Records for this task:
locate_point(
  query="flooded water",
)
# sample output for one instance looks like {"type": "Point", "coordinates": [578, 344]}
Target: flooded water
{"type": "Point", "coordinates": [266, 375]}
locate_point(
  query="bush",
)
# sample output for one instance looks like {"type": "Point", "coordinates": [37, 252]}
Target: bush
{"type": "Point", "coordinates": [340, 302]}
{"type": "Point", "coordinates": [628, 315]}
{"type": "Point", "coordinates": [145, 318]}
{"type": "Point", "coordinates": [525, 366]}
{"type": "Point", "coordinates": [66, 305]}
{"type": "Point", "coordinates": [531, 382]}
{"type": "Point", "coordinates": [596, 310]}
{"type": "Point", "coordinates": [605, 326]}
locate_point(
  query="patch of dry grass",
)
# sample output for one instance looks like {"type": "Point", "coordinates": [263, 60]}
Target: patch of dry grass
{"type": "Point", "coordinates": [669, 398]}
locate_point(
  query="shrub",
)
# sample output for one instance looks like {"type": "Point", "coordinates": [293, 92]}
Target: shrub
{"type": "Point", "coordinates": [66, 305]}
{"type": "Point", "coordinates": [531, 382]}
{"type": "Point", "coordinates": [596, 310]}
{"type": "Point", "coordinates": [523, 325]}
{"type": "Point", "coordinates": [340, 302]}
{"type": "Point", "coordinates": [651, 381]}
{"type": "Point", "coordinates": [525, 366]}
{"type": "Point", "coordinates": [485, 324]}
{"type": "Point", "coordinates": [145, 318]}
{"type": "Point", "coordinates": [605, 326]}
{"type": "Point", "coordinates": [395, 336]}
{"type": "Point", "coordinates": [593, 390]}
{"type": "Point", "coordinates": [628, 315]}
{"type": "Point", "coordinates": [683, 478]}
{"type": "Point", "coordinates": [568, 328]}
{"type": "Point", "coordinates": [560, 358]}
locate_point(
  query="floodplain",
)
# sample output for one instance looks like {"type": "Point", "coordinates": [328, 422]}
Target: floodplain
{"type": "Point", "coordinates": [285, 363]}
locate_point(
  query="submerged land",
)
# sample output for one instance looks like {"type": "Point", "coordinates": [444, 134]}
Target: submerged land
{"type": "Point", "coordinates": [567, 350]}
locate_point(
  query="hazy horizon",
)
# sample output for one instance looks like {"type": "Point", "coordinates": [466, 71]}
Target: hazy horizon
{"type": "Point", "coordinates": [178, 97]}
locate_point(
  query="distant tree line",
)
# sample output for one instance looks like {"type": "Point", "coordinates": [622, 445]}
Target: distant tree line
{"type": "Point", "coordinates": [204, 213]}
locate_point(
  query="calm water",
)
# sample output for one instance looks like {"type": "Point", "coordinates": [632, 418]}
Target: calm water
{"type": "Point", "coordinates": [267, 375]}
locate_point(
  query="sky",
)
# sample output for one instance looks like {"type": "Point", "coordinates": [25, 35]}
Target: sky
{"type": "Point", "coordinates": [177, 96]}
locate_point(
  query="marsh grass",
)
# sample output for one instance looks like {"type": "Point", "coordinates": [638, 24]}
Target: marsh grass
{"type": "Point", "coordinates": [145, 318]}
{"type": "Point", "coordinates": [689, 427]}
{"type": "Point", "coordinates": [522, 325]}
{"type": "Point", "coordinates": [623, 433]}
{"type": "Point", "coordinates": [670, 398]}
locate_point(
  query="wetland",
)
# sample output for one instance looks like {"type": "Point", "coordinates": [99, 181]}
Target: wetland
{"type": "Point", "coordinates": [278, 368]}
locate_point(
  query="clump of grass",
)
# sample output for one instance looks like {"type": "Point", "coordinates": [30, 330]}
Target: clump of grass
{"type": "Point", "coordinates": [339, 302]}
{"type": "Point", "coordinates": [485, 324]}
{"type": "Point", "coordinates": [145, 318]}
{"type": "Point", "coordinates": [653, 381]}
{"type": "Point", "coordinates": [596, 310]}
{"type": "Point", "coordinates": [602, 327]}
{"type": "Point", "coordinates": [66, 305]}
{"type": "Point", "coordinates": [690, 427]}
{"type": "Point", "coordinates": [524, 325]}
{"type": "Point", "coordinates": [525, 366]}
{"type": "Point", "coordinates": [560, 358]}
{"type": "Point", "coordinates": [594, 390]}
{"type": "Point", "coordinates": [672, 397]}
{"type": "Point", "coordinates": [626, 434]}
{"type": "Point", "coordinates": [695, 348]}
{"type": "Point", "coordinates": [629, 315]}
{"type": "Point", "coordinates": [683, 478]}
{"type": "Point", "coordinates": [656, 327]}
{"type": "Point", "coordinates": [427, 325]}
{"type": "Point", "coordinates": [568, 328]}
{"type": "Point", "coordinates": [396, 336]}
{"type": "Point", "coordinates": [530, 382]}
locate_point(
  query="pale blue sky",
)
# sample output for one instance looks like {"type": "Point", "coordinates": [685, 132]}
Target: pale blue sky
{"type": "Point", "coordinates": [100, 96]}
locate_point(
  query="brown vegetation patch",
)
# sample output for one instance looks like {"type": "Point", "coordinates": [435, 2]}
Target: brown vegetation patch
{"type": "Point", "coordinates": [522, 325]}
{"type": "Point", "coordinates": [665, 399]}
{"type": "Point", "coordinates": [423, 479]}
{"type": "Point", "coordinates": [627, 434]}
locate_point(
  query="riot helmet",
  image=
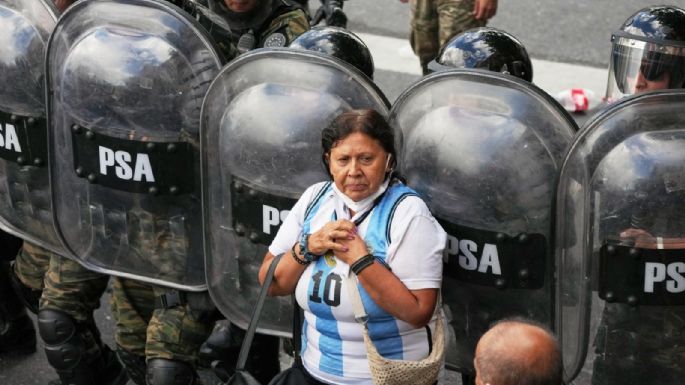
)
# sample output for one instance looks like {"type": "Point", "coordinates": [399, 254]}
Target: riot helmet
{"type": "Point", "coordinates": [487, 48]}
{"type": "Point", "coordinates": [340, 43]}
{"type": "Point", "coordinates": [648, 52]}
{"type": "Point", "coordinates": [244, 14]}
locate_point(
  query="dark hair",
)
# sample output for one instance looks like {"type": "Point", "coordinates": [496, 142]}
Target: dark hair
{"type": "Point", "coordinates": [504, 369]}
{"type": "Point", "coordinates": [366, 121]}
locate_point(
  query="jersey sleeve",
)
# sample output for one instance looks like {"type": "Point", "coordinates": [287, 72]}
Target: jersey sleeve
{"type": "Point", "coordinates": [417, 246]}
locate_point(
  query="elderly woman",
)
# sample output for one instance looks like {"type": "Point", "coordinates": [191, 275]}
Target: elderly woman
{"type": "Point", "coordinates": [367, 222]}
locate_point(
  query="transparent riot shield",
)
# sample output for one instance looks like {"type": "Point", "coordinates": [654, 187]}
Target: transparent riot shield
{"type": "Point", "coordinates": [261, 137]}
{"type": "Point", "coordinates": [24, 183]}
{"type": "Point", "coordinates": [483, 149]}
{"type": "Point", "coordinates": [621, 245]}
{"type": "Point", "coordinates": [126, 81]}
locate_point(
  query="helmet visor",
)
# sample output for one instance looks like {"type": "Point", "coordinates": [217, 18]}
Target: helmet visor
{"type": "Point", "coordinates": [638, 66]}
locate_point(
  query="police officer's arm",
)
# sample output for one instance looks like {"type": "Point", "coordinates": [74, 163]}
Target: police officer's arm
{"type": "Point", "coordinates": [484, 9]}
{"type": "Point", "coordinates": [415, 307]}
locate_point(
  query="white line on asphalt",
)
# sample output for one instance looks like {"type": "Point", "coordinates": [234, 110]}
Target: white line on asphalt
{"type": "Point", "coordinates": [393, 54]}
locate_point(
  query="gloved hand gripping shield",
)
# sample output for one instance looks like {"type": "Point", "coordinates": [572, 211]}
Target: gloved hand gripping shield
{"type": "Point", "coordinates": [621, 244]}
{"type": "Point", "coordinates": [24, 183]}
{"type": "Point", "coordinates": [126, 81]}
{"type": "Point", "coordinates": [483, 150]}
{"type": "Point", "coordinates": [261, 140]}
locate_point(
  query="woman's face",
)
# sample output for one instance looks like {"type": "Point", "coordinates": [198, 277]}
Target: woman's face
{"type": "Point", "coordinates": [358, 164]}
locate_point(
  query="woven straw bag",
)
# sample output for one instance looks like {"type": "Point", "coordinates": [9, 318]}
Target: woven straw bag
{"type": "Point", "coordinates": [399, 372]}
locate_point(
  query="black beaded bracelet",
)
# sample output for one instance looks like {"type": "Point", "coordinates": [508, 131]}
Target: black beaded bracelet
{"type": "Point", "coordinates": [294, 254]}
{"type": "Point", "coordinates": [362, 263]}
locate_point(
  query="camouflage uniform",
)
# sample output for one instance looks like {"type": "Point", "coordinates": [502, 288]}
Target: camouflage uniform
{"type": "Point", "coordinates": [75, 291]}
{"type": "Point", "coordinates": [434, 22]}
{"type": "Point", "coordinates": [17, 334]}
{"type": "Point", "coordinates": [147, 329]}
{"type": "Point", "coordinates": [30, 267]}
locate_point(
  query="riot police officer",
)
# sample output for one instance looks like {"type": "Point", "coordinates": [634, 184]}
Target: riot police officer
{"type": "Point", "coordinates": [258, 23]}
{"type": "Point", "coordinates": [648, 52]}
{"type": "Point", "coordinates": [71, 292]}
{"type": "Point", "coordinates": [485, 48]}
{"type": "Point", "coordinates": [340, 43]}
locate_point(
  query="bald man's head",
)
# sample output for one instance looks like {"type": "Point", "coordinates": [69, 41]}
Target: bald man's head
{"type": "Point", "coordinates": [518, 352]}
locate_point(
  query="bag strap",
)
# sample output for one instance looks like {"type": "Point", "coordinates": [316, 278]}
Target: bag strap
{"type": "Point", "coordinates": [297, 330]}
{"type": "Point", "coordinates": [358, 307]}
{"type": "Point", "coordinates": [256, 312]}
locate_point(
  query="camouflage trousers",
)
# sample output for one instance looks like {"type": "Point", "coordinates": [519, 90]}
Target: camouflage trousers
{"type": "Point", "coordinates": [31, 265]}
{"type": "Point", "coordinates": [67, 287]}
{"type": "Point", "coordinates": [174, 333]}
{"type": "Point", "coordinates": [434, 22]}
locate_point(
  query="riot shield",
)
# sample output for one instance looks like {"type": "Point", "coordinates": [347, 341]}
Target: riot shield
{"type": "Point", "coordinates": [126, 81]}
{"type": "Point", "coordinates": [621, 245]}
{"type": "Point", "coordinates": [261, 137]}
{"type": "Point", "coordinates": [483, 149]}
{"type": "Point", "coordinates": [24, 183]}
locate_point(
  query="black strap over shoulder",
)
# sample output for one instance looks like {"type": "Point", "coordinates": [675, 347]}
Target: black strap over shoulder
{"type": "Point", "coordinates": [256, 313]}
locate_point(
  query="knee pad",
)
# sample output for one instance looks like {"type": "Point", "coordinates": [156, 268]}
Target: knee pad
{"type": "Point", "coordinates": [135, 365]}
{"type": "Point", "coordinates": [161, 371]}
{"type": "Point", "coordinates": [64, 347]}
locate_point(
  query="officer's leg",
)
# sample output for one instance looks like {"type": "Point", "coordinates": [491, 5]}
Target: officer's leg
{"type": "Point", "coordinates": [17, 334]}
{"type": "Point", "coordinates": [28, 274]}
{"type": "Point", "coordinates": [424, 31]}
{"type": "Point", "coordinates": [180, 323]}
{"type": "Point", "coordinates": [66, 324]}
{"type": "Point", "coordinates": [132, 308]}
{"type": "Point", "coordinates": [455, 17]}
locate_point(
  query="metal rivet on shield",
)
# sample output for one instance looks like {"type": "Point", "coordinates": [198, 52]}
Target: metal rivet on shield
{"type": "Point", "coordinates": [240, 230]}
{"type": "Point", "coordinates": [635, 253]}
{"type": "Point", "coordinates": [254, 237]}
{"type": "Point", "coordinates": [632, 300]}
{"type": "Point", "coordinates": [609, 296]}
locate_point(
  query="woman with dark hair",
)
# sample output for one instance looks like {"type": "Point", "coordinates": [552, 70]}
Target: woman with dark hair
{"type": "Point", "coordinates": [364, 221]}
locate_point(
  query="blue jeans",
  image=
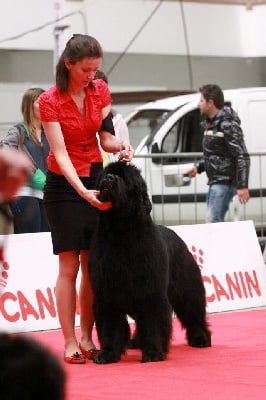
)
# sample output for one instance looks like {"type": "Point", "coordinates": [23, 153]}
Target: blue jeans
{"type": "Point", "coordinates": [218, 200]}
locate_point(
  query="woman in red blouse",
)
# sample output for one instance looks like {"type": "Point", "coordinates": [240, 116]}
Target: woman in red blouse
{"type": "Point", "coordinates": [72, 112]}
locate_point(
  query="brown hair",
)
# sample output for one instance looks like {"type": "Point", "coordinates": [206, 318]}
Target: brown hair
{"type": "Point", "coordinates": [213, 92]}
{"type": "Point", "coordinates": [27, 109]}
{"type": "Point", "coordinates": [78, 47]}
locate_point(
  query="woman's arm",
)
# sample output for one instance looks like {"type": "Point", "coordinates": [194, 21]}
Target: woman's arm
{"type": "Point", "coordinates": [57, 145]}
{"type": "Point", "coordinates": [112, 144]}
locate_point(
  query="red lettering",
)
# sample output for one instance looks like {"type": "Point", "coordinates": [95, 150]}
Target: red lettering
{"type": "Point", "coordinates": [243, 284]}
{"type": "Point", "coordinates": [219, 289]}
{"type": "Point", "coordinates": [26, 308]}
{"type": "Point", "coordinates": [4, 298]}
{"type": "Point", "coordinates": [252, 283]}
{"type": "Point", "coordinates": [210, 298]}
{"type": "Point", "coordinates": [233, 285]}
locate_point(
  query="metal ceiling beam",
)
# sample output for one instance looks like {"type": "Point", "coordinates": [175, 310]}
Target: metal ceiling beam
{"type": "Point", "coordinates": [247, 3]}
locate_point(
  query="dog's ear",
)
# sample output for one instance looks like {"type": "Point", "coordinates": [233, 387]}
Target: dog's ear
{"type": "Point", "coordinates": [146, 203]}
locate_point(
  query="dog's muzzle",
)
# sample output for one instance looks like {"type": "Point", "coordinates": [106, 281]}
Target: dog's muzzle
{"type": "Point", "coordinates": [105, 187]}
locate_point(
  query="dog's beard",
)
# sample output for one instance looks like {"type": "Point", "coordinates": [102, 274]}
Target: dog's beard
{"type": "Point", "coordinates": [112, 188]}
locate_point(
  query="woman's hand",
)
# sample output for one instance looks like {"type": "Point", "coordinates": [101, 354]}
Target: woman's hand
{"type": "Point", "coordinates": [91, 197]}
{"type": "Point", "coordinates": [126, 152]}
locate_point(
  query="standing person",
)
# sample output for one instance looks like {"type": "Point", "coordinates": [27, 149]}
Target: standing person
{"type": "Point", "coordinates": [226, 160]}
{"type": "Point", "coordinates": [120, 126]}
{"type": "Point", "coordinates": [27, 206]}
{"type": "Point", "coordinates": [15, 169]}
{"type": "Point", "coordinates": [72, 112]}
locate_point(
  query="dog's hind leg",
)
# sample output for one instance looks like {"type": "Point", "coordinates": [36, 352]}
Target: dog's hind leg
{"type": "Point", "coordinates": [191, 311]}
{"type": "Point", "coordinates": [113, 332]}
{"type": "Point", "coordinates": [154, 327]}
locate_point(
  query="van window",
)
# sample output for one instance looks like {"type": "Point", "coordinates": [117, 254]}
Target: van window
{"type": "Point", "coordinates": [185, 136]}
{"type": "Point", "coordinates": [145, 123]}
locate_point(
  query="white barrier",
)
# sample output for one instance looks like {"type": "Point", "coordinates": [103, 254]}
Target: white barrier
{"type": "Point", "coordinates": [228, 254]}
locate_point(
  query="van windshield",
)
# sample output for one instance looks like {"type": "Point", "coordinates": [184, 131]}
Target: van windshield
{"type": "Point", "coordinates": [146, 123]}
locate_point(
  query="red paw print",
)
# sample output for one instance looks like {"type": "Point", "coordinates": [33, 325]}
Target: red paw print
{"type": "Point", "coordinates": [198, 256]}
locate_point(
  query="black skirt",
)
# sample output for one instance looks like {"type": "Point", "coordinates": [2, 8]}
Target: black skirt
{"type": "Point", "coordinates": [71, 219]}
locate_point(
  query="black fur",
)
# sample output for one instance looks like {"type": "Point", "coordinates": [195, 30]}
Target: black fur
{"type": "Point", "coordinates": [141, 269]}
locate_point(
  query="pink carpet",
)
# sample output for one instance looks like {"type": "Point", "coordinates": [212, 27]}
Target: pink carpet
{"type": "Point", "coordinates": [234, 368]}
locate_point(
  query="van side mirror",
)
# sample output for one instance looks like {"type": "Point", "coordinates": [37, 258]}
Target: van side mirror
{"type": "Point", "coordinates": [155, 150]}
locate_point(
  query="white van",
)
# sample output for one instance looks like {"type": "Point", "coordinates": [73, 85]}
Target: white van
{"type": "Point", "coordinates": [171, 128]}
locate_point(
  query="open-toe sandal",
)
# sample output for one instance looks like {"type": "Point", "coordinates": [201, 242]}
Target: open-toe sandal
{"type": "Point", "coordinates": [90, 354]}
{"type": "Point", "coordinates": [76, 358]}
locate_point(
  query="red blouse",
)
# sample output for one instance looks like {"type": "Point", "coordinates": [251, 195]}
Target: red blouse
{"type": "Point", "coordinates": [79, 131]}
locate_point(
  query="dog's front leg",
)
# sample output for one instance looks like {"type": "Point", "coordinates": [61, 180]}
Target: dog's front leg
{"type": "Point", "coordinates": [113, 332]}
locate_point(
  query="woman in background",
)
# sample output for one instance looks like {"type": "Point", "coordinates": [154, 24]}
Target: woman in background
{"type": "Point", "coordinates": [27, 206]}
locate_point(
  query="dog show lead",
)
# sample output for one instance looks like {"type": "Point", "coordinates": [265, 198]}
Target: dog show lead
{"type": "Point", "coordinates": [72, 112]}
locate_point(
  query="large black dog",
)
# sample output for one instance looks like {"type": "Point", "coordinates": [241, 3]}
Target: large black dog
{"type": "Point", "coordinates": [141, 269]}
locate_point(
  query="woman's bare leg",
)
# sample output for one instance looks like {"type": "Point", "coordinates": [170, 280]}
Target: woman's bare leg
{"type": "Point", "coordinates": [85, 303]}
{"type": "Point", "coordinates": [66, 298]}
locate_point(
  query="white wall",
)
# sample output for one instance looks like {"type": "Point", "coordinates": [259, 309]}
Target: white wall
{"type": "Point", "coordinates": [214, 30]}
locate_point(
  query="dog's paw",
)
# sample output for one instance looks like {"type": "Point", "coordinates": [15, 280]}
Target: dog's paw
{"type": "Point", "coordinates": [105, 357]}
{"type": "Point", "coordinates": [133, 344]}
{"type": "Point", "coordinates": [153, 356]}
{"type": "Point", "coordinates": [200, 339]}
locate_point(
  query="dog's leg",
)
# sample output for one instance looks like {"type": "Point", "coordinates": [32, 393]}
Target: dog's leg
{"type": "Point", "coordinates": [113, 332]}
{"type": "Point", "coordinates": [190, 308]}
{"type": "Point", "coordinates": [154, 327]}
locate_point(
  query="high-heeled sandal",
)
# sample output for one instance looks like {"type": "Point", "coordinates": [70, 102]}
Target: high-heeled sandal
{"type": "Point", "coordinates": [76, 358]}
{"type": "Point", "coordinates": [90, 354]}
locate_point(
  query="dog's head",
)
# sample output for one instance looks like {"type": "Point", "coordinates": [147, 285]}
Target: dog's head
{"type": "Point", "coordinates": [122, 185]}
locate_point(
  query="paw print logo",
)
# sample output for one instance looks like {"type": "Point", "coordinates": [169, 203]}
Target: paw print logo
{"type": "Point", "coordinates": [4, 274]}
{"type": "Point", "coordinates": [198, 255]}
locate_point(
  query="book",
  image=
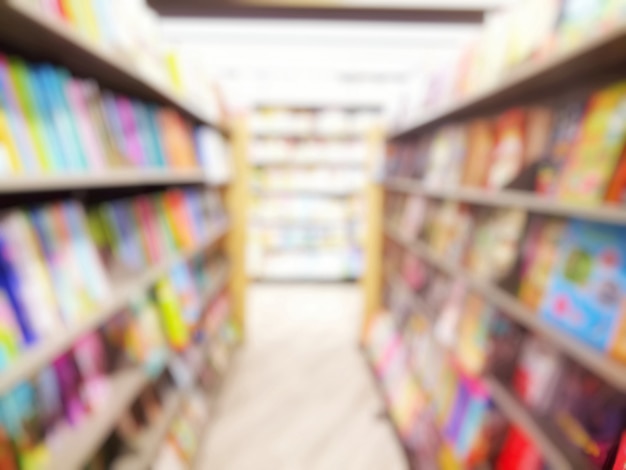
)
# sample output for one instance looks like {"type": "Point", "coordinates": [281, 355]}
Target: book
{"type": "Point", "coordinates": [18, 74]}
{"type": "Point", "coordinates": [597, 148]}
{"type": "Point", "coordinates": [480, 141]}
{"type": "Point", "coordinates": [26, 279]}
{"type": "Point", "coordinates": [539, 255]}
{"type": "Point", "coordinates": [587, 289]}
{"type": "Point", "coordinates": [509, 152]}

Task description:
Find every line in the items above that contains the string "sleeve", and copy each of those lines in full.

Task answer:
  query="jersey sleeve",
Target: jersey sleeve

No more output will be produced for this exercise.